● **Prompt**
Find the string "before" in the records. Copy each line that has it.

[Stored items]
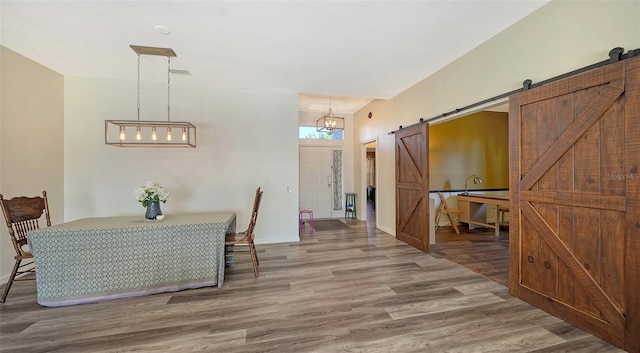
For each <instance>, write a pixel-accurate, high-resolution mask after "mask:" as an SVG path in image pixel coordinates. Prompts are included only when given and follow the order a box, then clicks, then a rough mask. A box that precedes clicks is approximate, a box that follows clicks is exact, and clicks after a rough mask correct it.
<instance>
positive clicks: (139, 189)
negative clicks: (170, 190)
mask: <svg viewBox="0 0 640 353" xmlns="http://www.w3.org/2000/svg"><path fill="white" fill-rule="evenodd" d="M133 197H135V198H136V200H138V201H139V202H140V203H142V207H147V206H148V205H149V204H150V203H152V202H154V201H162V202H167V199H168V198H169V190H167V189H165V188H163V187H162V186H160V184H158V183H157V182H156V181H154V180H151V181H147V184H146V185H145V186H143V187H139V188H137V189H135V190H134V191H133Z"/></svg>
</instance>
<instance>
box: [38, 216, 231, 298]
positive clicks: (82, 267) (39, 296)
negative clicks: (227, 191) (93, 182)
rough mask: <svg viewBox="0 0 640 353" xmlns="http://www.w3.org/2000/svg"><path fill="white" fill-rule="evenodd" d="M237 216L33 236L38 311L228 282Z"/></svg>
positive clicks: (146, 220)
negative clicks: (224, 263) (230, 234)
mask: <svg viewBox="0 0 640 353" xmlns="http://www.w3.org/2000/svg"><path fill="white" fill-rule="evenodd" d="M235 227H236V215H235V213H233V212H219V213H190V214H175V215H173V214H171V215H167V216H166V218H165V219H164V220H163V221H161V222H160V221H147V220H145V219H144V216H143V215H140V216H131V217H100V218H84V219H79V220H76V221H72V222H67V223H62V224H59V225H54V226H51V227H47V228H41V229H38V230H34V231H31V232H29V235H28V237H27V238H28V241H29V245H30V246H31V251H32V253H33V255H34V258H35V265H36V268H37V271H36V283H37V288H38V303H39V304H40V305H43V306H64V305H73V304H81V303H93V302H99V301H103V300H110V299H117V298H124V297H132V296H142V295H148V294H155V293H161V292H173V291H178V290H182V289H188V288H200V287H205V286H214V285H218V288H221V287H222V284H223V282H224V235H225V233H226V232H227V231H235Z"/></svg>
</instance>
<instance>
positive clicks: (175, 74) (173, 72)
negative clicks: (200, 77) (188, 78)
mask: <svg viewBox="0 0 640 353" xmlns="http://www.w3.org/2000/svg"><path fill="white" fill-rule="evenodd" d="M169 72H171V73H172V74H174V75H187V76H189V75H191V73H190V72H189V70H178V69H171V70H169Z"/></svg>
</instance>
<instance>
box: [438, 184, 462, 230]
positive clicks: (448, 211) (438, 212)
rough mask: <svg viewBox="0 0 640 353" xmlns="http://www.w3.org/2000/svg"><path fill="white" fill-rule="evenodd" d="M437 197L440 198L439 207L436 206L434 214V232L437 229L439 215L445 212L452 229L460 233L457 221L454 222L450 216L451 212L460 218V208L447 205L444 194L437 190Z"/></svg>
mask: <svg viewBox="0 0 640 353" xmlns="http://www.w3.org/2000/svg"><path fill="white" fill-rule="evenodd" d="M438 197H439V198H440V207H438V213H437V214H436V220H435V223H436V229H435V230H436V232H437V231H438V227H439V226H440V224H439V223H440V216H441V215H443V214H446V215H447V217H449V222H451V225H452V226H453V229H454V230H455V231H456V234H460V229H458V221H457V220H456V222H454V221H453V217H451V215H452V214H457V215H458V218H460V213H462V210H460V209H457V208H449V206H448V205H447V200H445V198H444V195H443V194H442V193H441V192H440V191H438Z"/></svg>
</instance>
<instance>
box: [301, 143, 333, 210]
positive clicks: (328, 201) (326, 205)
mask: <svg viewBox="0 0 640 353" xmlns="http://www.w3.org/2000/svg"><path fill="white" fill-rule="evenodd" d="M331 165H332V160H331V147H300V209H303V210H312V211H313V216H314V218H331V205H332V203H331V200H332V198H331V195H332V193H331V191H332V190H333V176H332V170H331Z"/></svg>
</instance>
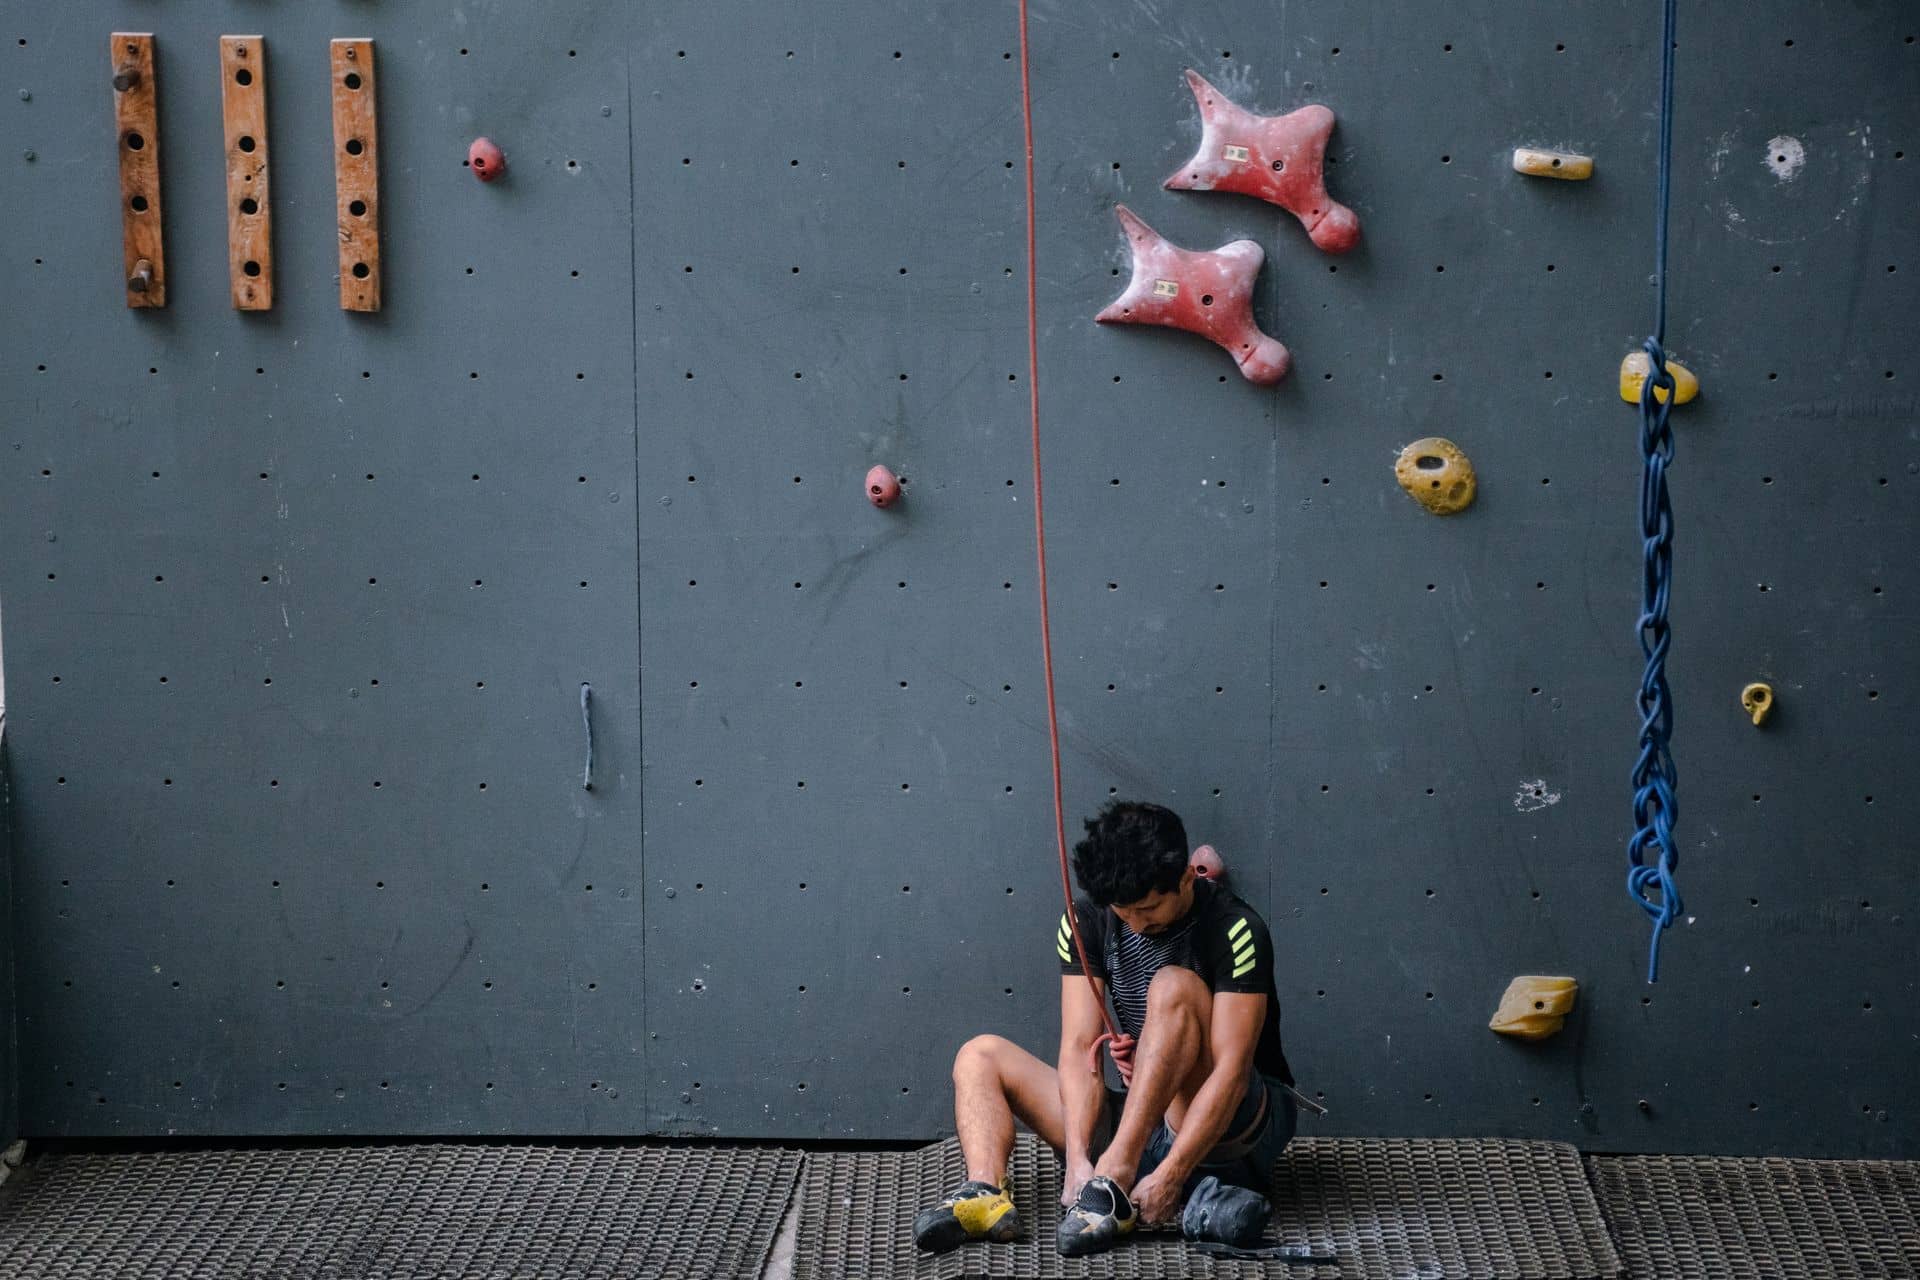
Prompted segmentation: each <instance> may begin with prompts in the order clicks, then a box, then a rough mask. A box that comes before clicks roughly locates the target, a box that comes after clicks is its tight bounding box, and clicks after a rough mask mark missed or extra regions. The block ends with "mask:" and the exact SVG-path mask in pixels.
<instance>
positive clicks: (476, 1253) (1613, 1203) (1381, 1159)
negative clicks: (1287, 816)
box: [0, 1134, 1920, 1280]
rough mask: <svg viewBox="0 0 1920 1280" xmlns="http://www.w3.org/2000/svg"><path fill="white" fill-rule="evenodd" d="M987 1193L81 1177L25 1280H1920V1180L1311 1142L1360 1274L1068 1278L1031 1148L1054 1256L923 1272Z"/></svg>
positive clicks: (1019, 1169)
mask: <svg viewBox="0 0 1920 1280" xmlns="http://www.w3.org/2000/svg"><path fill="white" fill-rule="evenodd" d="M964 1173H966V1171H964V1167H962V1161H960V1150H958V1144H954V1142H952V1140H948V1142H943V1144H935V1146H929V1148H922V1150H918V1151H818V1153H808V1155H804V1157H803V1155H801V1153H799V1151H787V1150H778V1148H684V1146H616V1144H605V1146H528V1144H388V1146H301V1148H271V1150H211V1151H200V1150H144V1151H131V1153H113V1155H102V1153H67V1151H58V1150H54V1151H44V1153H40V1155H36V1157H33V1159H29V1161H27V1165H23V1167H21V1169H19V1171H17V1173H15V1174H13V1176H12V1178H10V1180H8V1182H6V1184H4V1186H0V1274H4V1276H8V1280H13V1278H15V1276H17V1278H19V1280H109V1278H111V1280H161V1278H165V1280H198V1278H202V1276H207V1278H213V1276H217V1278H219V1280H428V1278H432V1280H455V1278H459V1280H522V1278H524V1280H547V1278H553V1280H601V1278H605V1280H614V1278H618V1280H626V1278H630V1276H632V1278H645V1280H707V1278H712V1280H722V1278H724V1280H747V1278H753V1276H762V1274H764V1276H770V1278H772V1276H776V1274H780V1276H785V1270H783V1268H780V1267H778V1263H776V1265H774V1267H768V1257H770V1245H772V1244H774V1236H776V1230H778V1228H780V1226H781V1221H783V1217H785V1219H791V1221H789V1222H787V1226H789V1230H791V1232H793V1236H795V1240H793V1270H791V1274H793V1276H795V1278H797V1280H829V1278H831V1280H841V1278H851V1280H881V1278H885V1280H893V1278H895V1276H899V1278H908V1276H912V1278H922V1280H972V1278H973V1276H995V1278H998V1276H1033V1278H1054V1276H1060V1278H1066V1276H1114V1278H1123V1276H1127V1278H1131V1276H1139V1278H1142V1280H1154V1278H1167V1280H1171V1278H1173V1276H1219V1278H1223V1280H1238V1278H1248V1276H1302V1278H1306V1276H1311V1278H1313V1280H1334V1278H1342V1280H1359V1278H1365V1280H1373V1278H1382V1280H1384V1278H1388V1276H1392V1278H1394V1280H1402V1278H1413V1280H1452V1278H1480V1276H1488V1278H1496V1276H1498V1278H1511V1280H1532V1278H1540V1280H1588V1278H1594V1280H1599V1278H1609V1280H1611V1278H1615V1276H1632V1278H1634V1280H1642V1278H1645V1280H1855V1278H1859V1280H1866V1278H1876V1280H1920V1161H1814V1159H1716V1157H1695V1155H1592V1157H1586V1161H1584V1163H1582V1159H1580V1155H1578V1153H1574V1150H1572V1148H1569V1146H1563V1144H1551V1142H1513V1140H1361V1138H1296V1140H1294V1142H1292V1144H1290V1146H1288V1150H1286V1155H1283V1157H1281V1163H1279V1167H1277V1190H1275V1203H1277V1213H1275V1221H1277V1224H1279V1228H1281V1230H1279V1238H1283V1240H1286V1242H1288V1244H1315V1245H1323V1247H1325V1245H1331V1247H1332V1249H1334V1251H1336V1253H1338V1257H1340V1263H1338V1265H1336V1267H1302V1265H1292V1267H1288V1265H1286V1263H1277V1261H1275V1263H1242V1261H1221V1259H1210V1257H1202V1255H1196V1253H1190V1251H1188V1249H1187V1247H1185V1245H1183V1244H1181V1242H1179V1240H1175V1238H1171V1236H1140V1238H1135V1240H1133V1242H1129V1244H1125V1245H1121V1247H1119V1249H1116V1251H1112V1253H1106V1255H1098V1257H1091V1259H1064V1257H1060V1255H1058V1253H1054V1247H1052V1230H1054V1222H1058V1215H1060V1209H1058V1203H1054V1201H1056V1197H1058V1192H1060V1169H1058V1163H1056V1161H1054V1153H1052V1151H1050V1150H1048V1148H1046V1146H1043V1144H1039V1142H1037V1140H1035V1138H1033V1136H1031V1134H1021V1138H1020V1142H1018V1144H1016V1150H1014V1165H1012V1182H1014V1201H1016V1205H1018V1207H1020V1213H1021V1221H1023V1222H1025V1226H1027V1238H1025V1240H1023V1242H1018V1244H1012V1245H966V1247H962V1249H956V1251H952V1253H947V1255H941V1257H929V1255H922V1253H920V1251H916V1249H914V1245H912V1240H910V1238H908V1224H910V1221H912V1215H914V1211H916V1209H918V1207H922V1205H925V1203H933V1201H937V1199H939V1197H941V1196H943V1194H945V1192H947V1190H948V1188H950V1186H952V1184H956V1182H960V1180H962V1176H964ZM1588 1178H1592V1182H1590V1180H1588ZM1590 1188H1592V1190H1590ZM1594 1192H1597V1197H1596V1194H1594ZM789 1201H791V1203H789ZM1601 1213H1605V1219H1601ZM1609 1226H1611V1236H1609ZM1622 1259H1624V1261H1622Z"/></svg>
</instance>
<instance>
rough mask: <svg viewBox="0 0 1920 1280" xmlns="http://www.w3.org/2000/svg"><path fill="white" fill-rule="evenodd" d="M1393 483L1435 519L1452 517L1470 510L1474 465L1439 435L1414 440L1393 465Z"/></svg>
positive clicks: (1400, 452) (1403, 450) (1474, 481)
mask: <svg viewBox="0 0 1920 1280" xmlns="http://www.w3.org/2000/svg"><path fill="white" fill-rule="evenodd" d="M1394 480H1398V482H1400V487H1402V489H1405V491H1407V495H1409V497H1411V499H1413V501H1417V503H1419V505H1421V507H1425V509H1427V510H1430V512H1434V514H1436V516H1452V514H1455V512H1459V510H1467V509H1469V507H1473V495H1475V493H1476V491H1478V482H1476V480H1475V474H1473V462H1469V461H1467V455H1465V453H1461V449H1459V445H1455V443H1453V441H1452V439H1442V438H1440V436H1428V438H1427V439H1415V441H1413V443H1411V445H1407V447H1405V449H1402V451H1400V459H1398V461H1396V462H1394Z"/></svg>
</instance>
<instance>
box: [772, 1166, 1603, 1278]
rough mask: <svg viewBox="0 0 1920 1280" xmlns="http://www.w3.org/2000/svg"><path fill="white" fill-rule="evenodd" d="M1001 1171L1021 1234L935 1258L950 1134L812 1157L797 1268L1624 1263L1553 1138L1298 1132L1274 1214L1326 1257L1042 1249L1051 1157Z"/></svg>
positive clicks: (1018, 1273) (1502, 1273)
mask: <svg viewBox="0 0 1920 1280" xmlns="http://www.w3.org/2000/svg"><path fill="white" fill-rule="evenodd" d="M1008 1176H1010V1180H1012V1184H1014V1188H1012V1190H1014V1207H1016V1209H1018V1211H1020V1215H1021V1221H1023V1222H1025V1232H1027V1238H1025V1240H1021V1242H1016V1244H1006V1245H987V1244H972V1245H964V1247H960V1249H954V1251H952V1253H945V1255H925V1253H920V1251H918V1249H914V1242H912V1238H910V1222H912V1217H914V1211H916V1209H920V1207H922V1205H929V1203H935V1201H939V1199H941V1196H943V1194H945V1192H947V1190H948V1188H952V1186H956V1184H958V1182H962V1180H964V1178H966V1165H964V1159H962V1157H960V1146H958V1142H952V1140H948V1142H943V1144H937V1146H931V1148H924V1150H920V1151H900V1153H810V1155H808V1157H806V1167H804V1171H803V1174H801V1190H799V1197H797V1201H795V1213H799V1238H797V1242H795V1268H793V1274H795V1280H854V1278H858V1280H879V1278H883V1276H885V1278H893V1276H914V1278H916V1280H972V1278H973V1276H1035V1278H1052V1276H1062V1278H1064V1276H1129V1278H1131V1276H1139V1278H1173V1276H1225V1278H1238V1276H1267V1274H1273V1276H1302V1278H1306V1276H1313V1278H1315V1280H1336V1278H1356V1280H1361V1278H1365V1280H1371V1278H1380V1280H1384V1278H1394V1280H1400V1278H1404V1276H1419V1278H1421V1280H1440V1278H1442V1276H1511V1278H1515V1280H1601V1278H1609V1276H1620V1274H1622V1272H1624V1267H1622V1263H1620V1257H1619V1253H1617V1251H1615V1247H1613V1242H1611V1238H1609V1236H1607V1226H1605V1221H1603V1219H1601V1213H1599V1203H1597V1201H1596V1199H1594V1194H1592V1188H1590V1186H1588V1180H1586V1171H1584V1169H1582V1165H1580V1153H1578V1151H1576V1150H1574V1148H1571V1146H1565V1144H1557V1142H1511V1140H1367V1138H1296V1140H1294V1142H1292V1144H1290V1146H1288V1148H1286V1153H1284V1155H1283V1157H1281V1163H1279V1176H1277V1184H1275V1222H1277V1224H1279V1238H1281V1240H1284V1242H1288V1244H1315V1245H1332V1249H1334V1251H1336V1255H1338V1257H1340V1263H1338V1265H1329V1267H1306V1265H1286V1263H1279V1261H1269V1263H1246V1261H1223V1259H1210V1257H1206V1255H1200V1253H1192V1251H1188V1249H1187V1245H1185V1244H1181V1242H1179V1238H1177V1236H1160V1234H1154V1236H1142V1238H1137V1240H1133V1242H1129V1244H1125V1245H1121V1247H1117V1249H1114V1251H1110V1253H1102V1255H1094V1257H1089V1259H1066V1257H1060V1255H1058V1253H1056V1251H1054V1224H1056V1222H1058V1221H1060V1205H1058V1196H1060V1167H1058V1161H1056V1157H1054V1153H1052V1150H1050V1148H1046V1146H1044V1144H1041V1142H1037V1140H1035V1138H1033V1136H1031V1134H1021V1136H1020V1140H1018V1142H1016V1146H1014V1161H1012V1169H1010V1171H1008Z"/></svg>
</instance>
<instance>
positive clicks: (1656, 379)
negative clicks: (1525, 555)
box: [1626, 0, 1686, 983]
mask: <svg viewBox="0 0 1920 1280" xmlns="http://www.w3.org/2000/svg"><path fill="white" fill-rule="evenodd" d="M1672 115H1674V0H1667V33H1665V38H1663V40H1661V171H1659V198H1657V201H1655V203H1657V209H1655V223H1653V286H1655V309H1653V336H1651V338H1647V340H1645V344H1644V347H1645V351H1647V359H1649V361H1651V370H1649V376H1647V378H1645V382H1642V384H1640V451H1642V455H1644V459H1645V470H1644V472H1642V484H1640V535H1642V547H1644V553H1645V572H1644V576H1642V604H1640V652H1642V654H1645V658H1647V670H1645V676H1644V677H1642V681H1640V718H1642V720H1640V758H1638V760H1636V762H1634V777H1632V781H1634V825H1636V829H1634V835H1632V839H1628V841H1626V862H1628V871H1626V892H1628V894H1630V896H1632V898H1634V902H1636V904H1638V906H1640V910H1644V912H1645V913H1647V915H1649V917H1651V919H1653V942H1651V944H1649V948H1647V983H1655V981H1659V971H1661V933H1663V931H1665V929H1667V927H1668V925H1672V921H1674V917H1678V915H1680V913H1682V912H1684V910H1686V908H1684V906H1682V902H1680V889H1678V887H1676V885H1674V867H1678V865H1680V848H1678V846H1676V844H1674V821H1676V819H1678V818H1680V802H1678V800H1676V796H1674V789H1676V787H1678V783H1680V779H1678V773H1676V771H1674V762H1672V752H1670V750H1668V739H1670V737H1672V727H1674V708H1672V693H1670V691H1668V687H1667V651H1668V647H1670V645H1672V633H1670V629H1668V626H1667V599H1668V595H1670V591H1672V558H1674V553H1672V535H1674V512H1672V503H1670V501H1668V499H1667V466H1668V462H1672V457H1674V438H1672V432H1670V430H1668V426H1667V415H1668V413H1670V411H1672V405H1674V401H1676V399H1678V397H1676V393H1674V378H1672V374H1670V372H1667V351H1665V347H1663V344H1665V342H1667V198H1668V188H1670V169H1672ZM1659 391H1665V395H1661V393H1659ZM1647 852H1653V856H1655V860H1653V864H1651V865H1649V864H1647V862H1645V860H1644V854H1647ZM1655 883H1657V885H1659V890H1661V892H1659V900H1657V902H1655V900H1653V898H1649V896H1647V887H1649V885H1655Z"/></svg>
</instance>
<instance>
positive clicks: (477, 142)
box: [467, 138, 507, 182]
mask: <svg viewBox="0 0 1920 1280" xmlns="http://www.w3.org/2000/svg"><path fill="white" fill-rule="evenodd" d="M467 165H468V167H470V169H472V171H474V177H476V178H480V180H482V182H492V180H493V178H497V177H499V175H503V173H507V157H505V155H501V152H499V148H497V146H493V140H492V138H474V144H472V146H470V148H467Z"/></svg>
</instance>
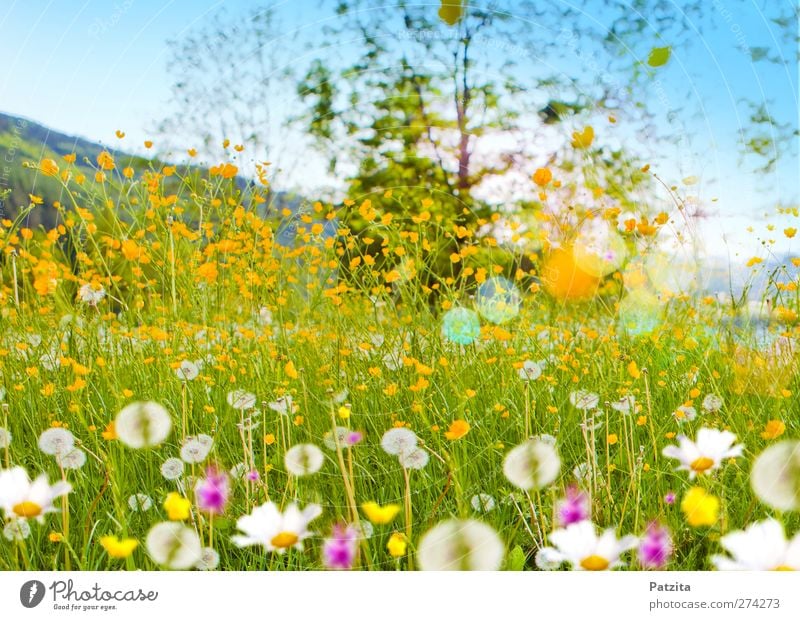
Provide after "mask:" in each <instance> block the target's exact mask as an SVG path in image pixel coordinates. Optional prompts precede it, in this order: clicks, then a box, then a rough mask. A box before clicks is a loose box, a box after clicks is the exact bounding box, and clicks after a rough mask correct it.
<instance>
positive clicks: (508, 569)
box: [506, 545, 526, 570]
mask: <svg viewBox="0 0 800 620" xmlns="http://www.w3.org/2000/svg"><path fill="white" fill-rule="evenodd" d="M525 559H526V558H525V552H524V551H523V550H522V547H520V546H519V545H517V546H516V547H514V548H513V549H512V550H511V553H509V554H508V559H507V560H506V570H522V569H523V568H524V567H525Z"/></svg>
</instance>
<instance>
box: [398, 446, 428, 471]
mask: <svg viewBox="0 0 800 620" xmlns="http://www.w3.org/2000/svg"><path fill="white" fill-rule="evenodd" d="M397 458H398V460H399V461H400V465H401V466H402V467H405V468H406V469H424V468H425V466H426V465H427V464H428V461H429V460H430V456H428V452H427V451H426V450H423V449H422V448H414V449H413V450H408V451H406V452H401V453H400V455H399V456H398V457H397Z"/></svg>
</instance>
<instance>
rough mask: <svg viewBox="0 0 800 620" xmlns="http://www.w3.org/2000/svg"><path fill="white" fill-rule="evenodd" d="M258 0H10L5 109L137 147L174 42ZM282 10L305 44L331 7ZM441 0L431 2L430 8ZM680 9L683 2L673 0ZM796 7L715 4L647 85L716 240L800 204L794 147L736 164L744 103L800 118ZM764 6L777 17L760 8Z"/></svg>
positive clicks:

● **Problem solution**
Prompted segmentation: each <instance> may begin with prompts in the order clicks, then a box, then a rough mask. A box that comes before clicks roughly locates the target, a box that comes after clicks is its tight bounding box, and clicks after a rough mask mark missed or extra regions. The block ends with "mask:" and the exact SVG-path mask in pixels.
Provide after "mask:" in each <instance> block the target's exact mask as an SVG path in image pixel coordinates. Optional prompts precede it, in this order: clicks, then a box, then a rough mask. A box before clicks is a loose box, a box after clicks is the exact bounding box, and clicks after a rough mask correct it.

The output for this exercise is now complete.